EXERCISE DATA —
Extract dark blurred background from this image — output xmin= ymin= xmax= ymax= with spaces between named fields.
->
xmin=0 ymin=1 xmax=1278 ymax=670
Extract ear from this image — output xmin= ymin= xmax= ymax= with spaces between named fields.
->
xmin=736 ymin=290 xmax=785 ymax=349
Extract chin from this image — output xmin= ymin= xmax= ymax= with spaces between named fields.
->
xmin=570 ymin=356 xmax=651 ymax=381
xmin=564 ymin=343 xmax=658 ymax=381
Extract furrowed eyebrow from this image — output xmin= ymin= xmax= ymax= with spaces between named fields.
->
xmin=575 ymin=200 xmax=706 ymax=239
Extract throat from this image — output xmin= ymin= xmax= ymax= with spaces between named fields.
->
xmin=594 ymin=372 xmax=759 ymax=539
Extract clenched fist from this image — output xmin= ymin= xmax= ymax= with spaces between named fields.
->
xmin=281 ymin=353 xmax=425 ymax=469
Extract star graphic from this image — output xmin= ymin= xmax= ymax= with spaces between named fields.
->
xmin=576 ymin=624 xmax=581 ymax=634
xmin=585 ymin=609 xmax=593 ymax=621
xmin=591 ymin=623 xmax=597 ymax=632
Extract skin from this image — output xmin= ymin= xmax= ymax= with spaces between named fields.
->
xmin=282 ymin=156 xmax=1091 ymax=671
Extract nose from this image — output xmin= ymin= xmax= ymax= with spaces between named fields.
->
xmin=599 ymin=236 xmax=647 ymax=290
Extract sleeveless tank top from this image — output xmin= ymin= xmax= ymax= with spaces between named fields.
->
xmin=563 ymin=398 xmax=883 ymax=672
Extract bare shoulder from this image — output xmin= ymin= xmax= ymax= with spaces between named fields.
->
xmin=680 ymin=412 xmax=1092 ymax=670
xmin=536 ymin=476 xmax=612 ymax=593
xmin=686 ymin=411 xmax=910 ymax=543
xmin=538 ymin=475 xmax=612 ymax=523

YOUR OBJECTIVE —
Each entry in the listing is to be output exactly as given.

SOLUTION TO THIS TASK —
Extract dark blurred background from this image — output xmin= ymin= xmax= ymax= with spaces between named fields.
->
xmin=0 ymin=1 xmax=1278 ymax=670
Extract ear from this image — output xmin= ymin= xmax= ymax= with spaces between named fields.
->
xmin=736 ymin=290 xmax=785 ymax=349
Extract chin from this image — output xmin= ymin= xmax= ymax= with spaces between named fields.
->
xmin=570 ymin=356 xmax=651 ymax=381
xmin=564 ymin=343 xmax=658 ymax=381
Extract furrowed eyebrow from this image — output xmin= ymin= xmax= ymax= with spaces between named fields.
->
xmin=575 ymin=200 xmax=706 ymax=239
Extract throat from this image — output xmin= ymin= xmax= ymax= with spaces between named fields.
->
xmin=594 ymin=372 xmax=759 ymax=539
Extract clenched fist from this image — output xmin= ymin= xmax= ymax= with spaces between named fields.
->
xmin=281 ymin=353 xmax=425 ymax=469
Extract star graphic from this image — output xmin= ymin= xmax= ymax= with spaces between named fields.
->
xmin=576 ymin=624 xmax=581 ymax=634
xmin=585 ymin=609 xmax=593 ymax=621
xmin=591 ymin=623 xmax=597 ymax=632
Extract skin from this image — output xmin= ymin= xmax= ymax= with spaces between named fields.
->
xmin=282 ymin=156 xmax=1091 ymax=671
Extract nose from this image — output xmin= ymin= xmax= ymax= with spaces between named fields.
->
xmin=599 ymin=236 xmax=647 ymax=290
Extract sleeveless tank top from this image — output xmin= ymin= xmax= ymax= with spaces between named fields.
->
xmin=563 ymin=398 xmax=883 ymax=672
Extract bare shoulder from this image — output xmin= ymin= xmax= ymax= with spaces between named fields.
->
xmin=680 ymin=412 xmax=1092 ymax=670
xmin=536 ymin=476 xmax=612 ymax=593
xmin=686 ymin=411 xmax=910 ymax=543
xmin=538 ymin=475 xmax=612 ymax=523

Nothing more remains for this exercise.